»»
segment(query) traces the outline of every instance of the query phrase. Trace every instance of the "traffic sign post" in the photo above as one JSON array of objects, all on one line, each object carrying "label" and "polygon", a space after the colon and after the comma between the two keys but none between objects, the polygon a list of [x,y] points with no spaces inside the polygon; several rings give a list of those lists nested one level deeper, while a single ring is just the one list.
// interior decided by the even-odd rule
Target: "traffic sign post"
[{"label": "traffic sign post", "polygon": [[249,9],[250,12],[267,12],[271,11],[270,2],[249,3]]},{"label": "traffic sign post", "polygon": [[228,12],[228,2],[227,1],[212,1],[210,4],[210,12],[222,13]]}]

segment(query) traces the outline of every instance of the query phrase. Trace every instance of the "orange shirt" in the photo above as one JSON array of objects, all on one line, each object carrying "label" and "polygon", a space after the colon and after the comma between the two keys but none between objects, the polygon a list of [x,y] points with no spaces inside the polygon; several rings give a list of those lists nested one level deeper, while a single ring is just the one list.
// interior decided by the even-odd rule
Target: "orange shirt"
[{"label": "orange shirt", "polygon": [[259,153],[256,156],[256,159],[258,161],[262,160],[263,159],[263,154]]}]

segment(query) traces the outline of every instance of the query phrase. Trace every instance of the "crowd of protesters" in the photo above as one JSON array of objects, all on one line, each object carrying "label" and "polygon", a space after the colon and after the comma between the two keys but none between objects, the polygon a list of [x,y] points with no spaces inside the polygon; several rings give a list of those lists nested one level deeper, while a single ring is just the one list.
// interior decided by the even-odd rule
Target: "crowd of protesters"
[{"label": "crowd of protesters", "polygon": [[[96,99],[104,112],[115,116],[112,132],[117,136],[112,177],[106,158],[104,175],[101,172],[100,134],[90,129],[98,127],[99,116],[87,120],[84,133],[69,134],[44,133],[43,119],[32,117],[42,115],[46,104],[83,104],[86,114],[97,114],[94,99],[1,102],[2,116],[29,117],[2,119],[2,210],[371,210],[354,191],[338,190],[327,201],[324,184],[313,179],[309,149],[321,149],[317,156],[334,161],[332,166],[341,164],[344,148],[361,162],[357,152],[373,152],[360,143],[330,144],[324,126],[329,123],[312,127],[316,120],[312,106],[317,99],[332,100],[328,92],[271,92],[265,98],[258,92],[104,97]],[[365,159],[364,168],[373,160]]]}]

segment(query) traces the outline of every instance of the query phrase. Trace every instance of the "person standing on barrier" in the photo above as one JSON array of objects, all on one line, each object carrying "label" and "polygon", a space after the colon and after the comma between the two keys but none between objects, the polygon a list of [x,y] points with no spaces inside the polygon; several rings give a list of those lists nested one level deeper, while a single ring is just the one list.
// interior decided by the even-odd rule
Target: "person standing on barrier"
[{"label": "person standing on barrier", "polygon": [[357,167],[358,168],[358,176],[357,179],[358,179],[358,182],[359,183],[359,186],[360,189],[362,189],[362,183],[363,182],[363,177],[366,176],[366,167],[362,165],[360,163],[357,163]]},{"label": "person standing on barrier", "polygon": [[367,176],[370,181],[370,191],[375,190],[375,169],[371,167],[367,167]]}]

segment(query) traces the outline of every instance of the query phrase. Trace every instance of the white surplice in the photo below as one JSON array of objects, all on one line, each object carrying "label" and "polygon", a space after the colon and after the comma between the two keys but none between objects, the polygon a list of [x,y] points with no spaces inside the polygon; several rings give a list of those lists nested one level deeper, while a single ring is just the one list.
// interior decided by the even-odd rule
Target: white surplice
««
§ **What you need to do**: Write the data out again in full and exactly.

§ **Reply**:
segment(query) traces the outline of every instance of the query phrase. Trace every instance of the "traffic sign post" in the photo above as one JSON array of objects, all on one line, each object carrying "label" and "polygon", a space after the colon and after the comma between the two keys but none between objects, the polygon a list of [x,y] points with no spaces inside the polygon; several rings give a list of those lists nested one level deeper, while a single ring is just the one list.
// interior decided by the even-odd rule
Target: "traffic sign post"
[{"label": "traffic sign post", "polygon": [[249,9],[250,12],[267,12],[271,11],[270,2],[249,3]]},{"label": "traffic sign post", "polygon": [[228,12],[228,2],[227,1],[212,1],[210,4],[210,12],[222,13]]}]

segment(query) traces the outline of every instance of the query phrase. Trace every instance of the "orange shirt" in the photo above as one JSON array of objects, all on one line, each object carrying "label" and "polygon", a space after the colon and after the comma between the two keys but none between objects, the polygon a list of [x,y] points with no spaces inside the polygon; several rings give a list of those lists nested one level deeper, while a single ring is just the one list.
// interior decided by the even-odd rule
Target: "orange shirt"
[{"label": "orange shirt", "polygon": [[259,153],[256,156],[256,159],[258,161],[262,160],[263,159],[263,154]]}]

segment(query) traces the outline of every instance of the query phrase. Trace every instance of the "crowd of protesters" in the photo above as one JSON array of objects, all on one line, each object carrying "label" and "polygon", a space after the colon and after the comma between the two keys but none between objects, the polygon a list of [x,y] points with no spaces inside the polygon; several rings give a list of those lists nested one level deeper, while a single ring is just the one list.
// interior decided by the even-odd rule
Target: "crowd of protesters"
[{"label": "crowd of protesters", "polygon": [[[96,99],[104,112],[115,116],[112,132],[117,136],[112,177],[106,158],[104,175],[101,172],[100,134],[90,129],[98,127],[99,116],[87,120],[84,133],[69,134],[44,133],[43,119],[32,117],[42,115],[46,104],[83,104],[86,114],[97,114],[94,99],[1,102],[2,116],[29,117],[2,119],[2,210],[371,210],[354,191],[338,190],[327,201],[324,184],[313,179],[309,149],[321,149],[317,156],[334,161],[332,166],[341,164],[344,148],[361,162],[357,152],[373,152],[360,143],[330,144],[324,126],[329,123],[312,127],[316,120],[312,106],[317,99],[332,100],[328,92],[271,92],[265,98],[258,92],[104,97]],[[365,159],[364,168],[373,160]]]}]

segment(query) traces the outline of every instance of the query phrase. Trace every instance of the "person standing on barrier" in the photo above as one JSON array of objects, all on one line, each object carrying "label" and "polygon", a space after the colon and after the comma between the two keys but none between objects, the polygon a list of [x,y] points with no spaces inside the polygon; several rings give a list of those lists nested one level deeper, while a single ring is just the one list.
// interior decided by the even-odd rule
Target: "person standing on barrier"
[{"label": "person standing on barrier", "polygon": [[357,167],[358,168],[358,176],[357,179],[358,179],[358,182],[359,183],[359,186],[360,189],[362,189],[362,183],[363,182],[363,177],[366,176],[366,167],[362,165],[360,163],[357,163]]},{"label": "person standing on barrier", "polygon": [[367,176],[370,181],[370,191],[375,190],[375,169],[371,167],[367,167]]}]

segment(query) traces the outline of every instance of the query phrase. Trace every instance of the white surplice in the photo below as one JSON array of objects, all on one line, each object carrying "label" and "polygon", a space after the colon and after the comma between the two keys but none between objects, the polygon a list of [x,y] points with no spaces inside the polygon; several rings give a list of those lists nested one level deeper, while a single ring is just the one list.
// interior decided by the even-odd rule
Target: white surplice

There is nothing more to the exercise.